## MATERIAL TO PROCESS
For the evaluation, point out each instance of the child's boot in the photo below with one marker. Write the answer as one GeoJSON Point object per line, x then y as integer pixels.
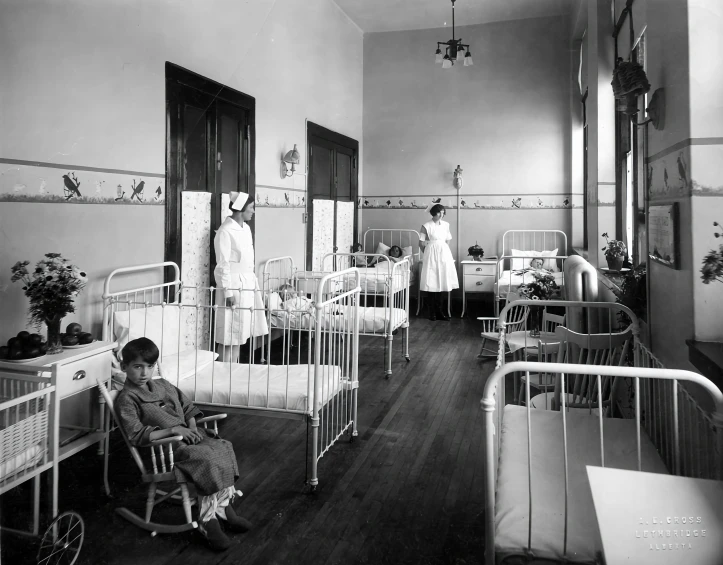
{"type": "Point", "coordinates": [217, 540]}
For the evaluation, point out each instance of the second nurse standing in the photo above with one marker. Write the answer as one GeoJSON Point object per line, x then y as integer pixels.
{"type": "Point", "coordinates": [438, 271]}
{"type": "Point", "coordinates": [236, 280]}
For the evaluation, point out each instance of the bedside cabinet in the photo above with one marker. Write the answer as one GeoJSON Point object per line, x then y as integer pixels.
{"type": "Point", "coordinates": [478, 276]}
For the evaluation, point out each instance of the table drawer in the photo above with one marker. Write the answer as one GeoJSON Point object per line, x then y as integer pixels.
{"type": "Point", "coordinates": [83, 373]}
{"type": "Point", "coordinates": [473, 283]}
{"type": "Point", "coordinates": [480, 269]}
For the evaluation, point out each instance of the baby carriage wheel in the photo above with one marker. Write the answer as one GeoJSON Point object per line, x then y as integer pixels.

## WHAT IS REQUIRED
Rescale the records above: repeat every line, requests included, but multiply each point coordinate in the answers by 1.75 and round to whole numbers, with halves rounding up. Leave the pictures out.

## TASK SOLUTION
For the evaluation, point out each instance of the child's boot in the photo below with one marker. Write the answer as one GeoJSON Point object per line, x then y as integer pixels.
{"type": "Point", "coordinates": [380, 945]}
For the evaluation, point out each instance of the second nurse standing in the photo above with one marker. Write the answer as one GeoJSON Point object per line, x then y as integer pixels.
{"type": "Point", "coordinates": [767, 474]}
{"type": "Point", "coordinates": [413, 490]}
For the evaluation, point out each instance of the bedside cabinet in the photo above with one marker. Write the answer as one GeoJSON Point object per line, x then y as integer pixels.
{"type": "Point", "coordinates": [837, 483]}
For the evaluation, point out each instance of the table drawer in the photo above with one marker. Write the answer as one GeoJSON Point object per line, x then y as integer pixels.
{"type": "Point", "coordinates": [145, 653]}
{"type": "Point", "coordinates": [828, 495]}
{"type": "Point", "coordinates": [840, 471]}
For the evaluation, point out each instance of the baby carriage wheel in the photo above with one marker. Write the answer as one GeoJSON Point object per line, x then y as integer pixels.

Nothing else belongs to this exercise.